# What is needed
Copy out every line of the records where the string "snow" occurs.

Dataset entries
───
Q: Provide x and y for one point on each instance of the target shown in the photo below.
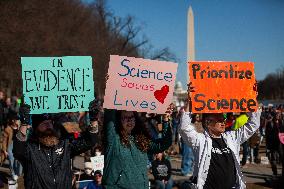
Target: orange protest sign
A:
(223, 87)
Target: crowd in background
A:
(272, 123)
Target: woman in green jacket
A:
(127, 145)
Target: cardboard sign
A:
(57, 84)
(223, 87)
(98, 163)
(141, 85)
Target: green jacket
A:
(127, 167)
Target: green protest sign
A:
(57, 84)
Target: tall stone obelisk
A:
(190, 38)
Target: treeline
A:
(66, 28)
(272, 87)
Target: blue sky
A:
(229, 30)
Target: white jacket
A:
(202, 145)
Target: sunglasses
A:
(130, 118)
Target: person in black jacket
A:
(45, 156)
(161, 168)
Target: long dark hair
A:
(140, 132)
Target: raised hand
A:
(190, 89)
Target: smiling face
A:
(216, 124)
(127, 121)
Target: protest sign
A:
(57, 84)
(223, 87)
(141, 85)
(98, 163)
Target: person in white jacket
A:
(216, 152)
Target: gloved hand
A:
(95, 108)
(25, 116)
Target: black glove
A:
(94, 109)
(25, 116)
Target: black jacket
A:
(50, 168)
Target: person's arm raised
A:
(186, 128)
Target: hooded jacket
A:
(50, 168)
(126, 168)
(202, 145)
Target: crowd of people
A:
(134, 144)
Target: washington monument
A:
(190, 38)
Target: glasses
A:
(128, 119)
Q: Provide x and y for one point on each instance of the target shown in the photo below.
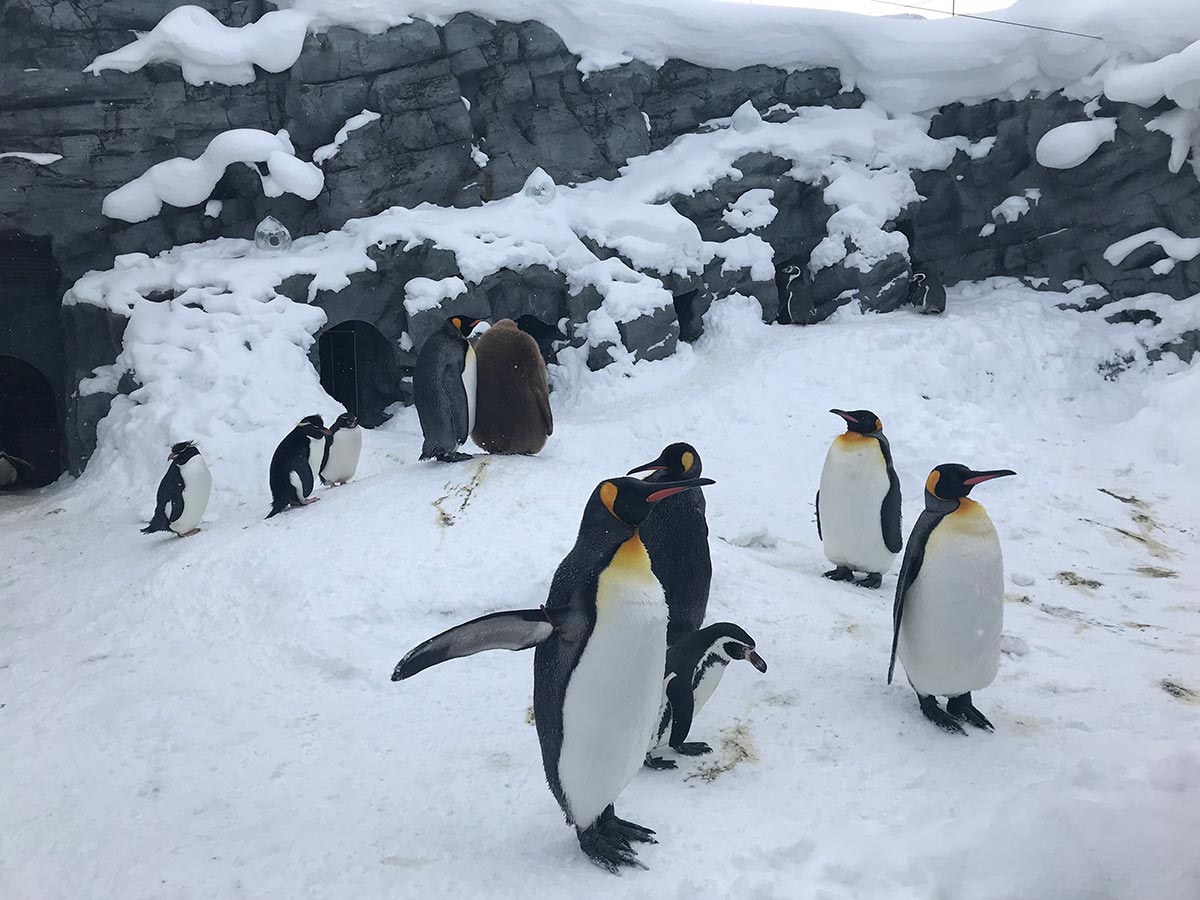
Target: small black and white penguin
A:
(676, 537)
(297, 463)
(695, 665)
(183, 493)
(342, 449)
(949, 606)
(444, 389)
(598, 669)
(858, 504)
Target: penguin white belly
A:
(612, 701)
(853, 484)
(954, 611)
(316, 454)
(197, 487)
(469, 379)
(343, 455)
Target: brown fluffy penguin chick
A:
(513, 394)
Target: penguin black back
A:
(676, 537)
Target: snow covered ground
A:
(214, 718)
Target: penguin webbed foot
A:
(839, 574)
(937, 715)
(961, 708)
(659, 763)
(605, 851)
(623, 831)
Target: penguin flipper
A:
(514, 630)
(683, 705)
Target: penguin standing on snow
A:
(676, 537)
(949, 606)
(858, 504)
(695, 665)
(342, 449)
(183, 493)
(598, 669)
(514, 393)
(444, 389)
(295, 465)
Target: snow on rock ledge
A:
(1073, 144)
(187, 183)
(207, 51)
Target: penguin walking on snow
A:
(676, 537)
(949, 606)
(444, 389)
(598, 669)
(342, 449)
(858, 504)
(295, 465)
(695, 665)
(183, 493)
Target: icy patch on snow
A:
(207, 51)
(751, 210)
(1073, 144)
(36, 159)
(1179, 249)
(187, 183)
(421, 294)
(1013, 208)
(328, 151)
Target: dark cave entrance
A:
(359, 370)
(31, 358)
(29, 423)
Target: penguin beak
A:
(670, 491)
(987, 475)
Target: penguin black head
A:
(630, 499)
(677, 461)
(863, 421)
(952, 481)
(463, 324)
(183, 451)
(313, 426)
(737, 643)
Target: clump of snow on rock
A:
(187, 183)
(208, 51)
(1074, 143)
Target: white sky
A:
(930, 9)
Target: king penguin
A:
(183, 493)
(297, 463)
(598, 669)
(444, 389)
(695, 666)
(342, 449)
(858, 504)
(676, 535)
(949, 606)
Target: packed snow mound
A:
(207, 51)
(328, 151)
(187, 183)
(1074, 143)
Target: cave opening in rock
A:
(30, 357)
(29, 423)
(359, 370)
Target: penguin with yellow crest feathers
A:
(858, 504)
(949, 606)
(599, 664)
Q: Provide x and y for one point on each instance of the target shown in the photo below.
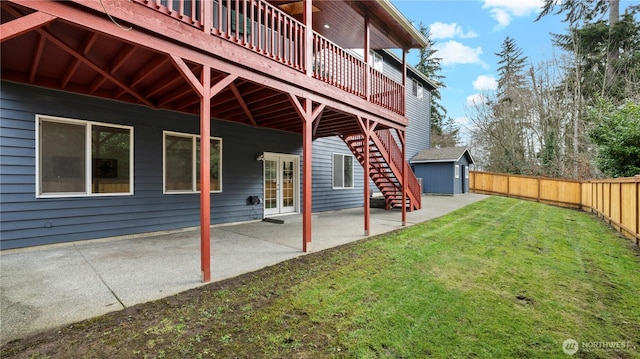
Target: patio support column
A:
(205, 91)
(307, 114)
(403, 141)
(307, 141)
(205, 178)
(367, 69)
(404, 81)
(365, 126)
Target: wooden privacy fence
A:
(616, 200)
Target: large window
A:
(79, 158)
(342, 171)
(182, 163)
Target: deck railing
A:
(267, 30)
(337, 67)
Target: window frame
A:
(195, 140)
(418, 89)
(333, 169)
(376, 61)
(88, 160)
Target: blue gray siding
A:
(27, 220)
(437, 177)
(461, 185)
(324, 197)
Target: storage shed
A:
(443, 170)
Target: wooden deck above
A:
(260, 57)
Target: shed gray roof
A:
(446, 154)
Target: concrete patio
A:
(50, 286)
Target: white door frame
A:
(280, 209)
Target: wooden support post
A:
(365, 126)
(307, 141)
(403, 139)
(205, 179)
(308, 32)
(367, 68)
(307, 115)
(207, 16)
(404, 81)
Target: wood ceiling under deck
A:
(67, 57)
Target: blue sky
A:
(468, 33)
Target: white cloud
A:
(475, 100)
(453, 52)
(441, 30)
(484, 82)
(502, 17)
(504, 10)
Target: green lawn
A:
(501, 278)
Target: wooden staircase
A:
(385, 168)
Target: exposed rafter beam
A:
(186, 72)
(36, 59)
(93, 66)
(246, 110)
(19, 26)
(122, 57)
(71, 70)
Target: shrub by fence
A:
(615, 200)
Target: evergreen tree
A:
(429, 65)
(508, 149)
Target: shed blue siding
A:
(27, 220)
(462, 183)
(437, 177)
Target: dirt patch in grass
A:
(209, 321)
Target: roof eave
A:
(420, 40)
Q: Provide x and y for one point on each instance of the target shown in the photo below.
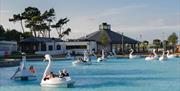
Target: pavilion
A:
(115, 40)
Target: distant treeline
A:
(12, 34)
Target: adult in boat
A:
(51, 80)
(63, 73)
(32, 69)
(22, 73)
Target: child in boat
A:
(63, 73)
(32, 69)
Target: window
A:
(50, 47)
(58, 47)
(76, 47)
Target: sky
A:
(150, 19)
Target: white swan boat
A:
(112, 54)
(169, 56)
(155, 57)
(85, 61)
(56, 81)
(68, 56)
(163, 57)
(133, 56)
(22, 72)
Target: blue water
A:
(112, 75)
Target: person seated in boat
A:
(32, 69)
(63, 73)
(81, 59)
(151, 55)
(47, 77)
(52, 75)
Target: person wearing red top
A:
(32, 69)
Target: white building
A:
(7, 47)
(56, 46)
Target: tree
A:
(13, 35)
(59, 27)
(32, 15)
(49, 16)
(27, 35)
(172, 40)
(18, 17)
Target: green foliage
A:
(59, 27)
(27, 35)
(12, 35)
(172, 39)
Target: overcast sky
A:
(149, 18)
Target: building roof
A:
(41, 39)
(113, 37)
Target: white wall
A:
(90, 46)
(7, 46)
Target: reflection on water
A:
(114, 75)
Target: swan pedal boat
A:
(78, 62)
(58, 82)
(24, 75)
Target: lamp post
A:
(122, 42)
(20, 45)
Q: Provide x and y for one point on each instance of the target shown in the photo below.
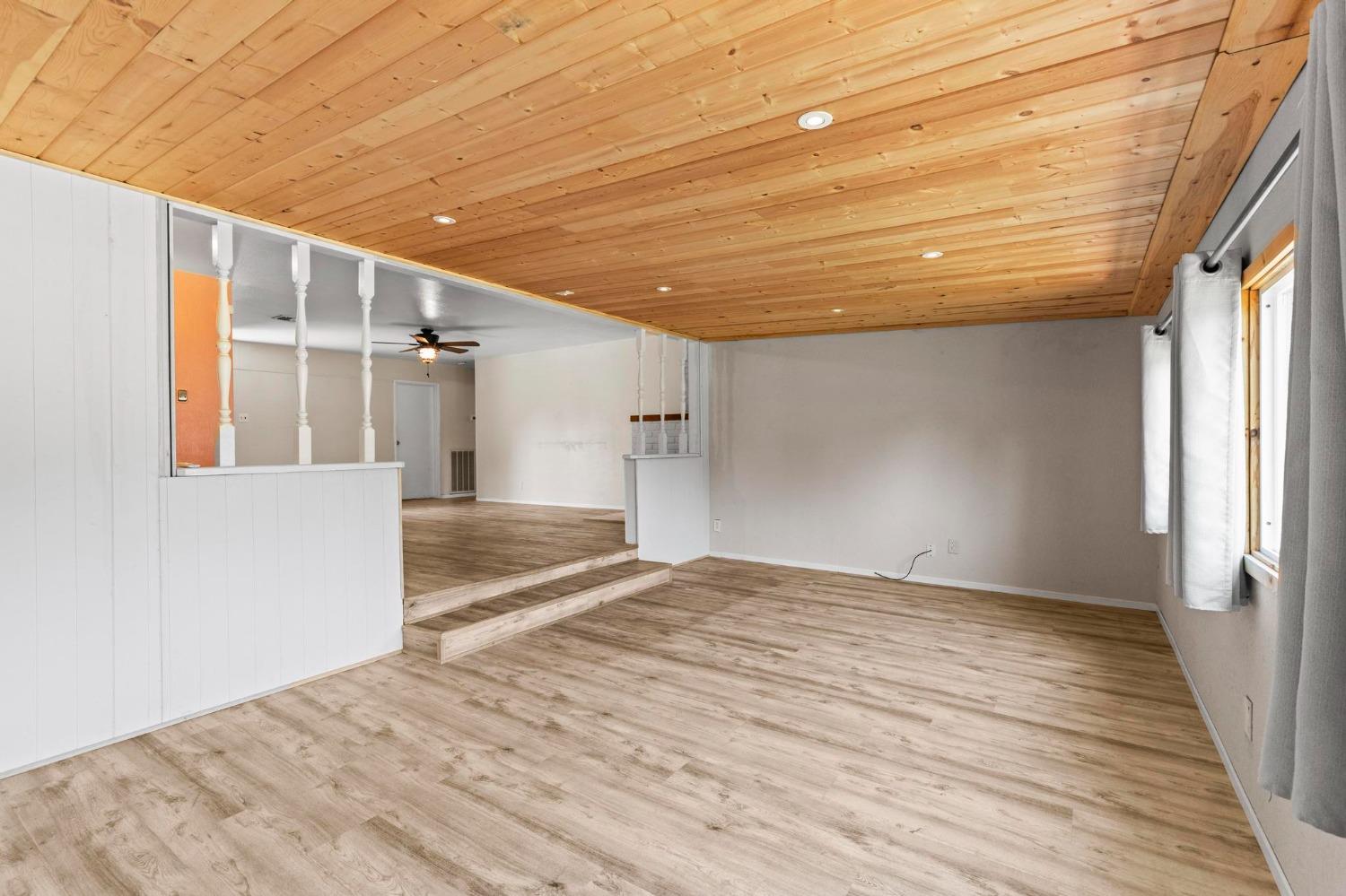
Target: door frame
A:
(433, 432)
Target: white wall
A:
(1230, 656)
(275, 578)
(552, 425)
(127, 599)
(80, 619)
(266, 392)
(1020, 441)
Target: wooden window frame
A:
(1276, 260)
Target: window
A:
(1270, 295)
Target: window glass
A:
(1275, 307)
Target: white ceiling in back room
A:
(404, 300)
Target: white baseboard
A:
(1268, 853)
(549, 503)
(953, 583)
(19, 770)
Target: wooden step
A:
(450, 599)
(468, 629)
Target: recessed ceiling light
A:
(815, 120)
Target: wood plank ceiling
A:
(607, 147)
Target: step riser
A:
(451, 599)
(444, 646)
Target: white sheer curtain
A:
(1155, 363)
(1208, 500)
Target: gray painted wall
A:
(1020, 441)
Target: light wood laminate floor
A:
(746, 729)
(454, 541)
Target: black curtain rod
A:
(1211, 264)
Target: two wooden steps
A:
(451, 623)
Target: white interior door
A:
(416, 422)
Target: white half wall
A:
(275, 578)
(1018, 441)
(552, 425)
(127, 599)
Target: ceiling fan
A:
(427, 346)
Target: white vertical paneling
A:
(213, 589)
(389, 603)
(267, 581)
(336, 600)
(92, 365)
(290, 549)
(310, 565)
(182, 602)
(241, 595)
(353, 573)
(18, 487)
(314, 562)
(134, 433)
(127, 599)
(54, 438)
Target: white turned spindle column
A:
(366, 361)
(664, 432)
(223, 256)
(640, 390)
(299, 274)
(681, 435)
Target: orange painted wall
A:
(194, 366)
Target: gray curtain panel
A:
(1155, 362)
(1305, 747)
(1208, 487)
───
# Completed task
Target: snow covered ground
Target: penguin standing on snow
Target: snow on rock ledge
Target: penguin walking on snow
Target: icy patch on snow
Target: clump of snow on rock
Target: packed snow mound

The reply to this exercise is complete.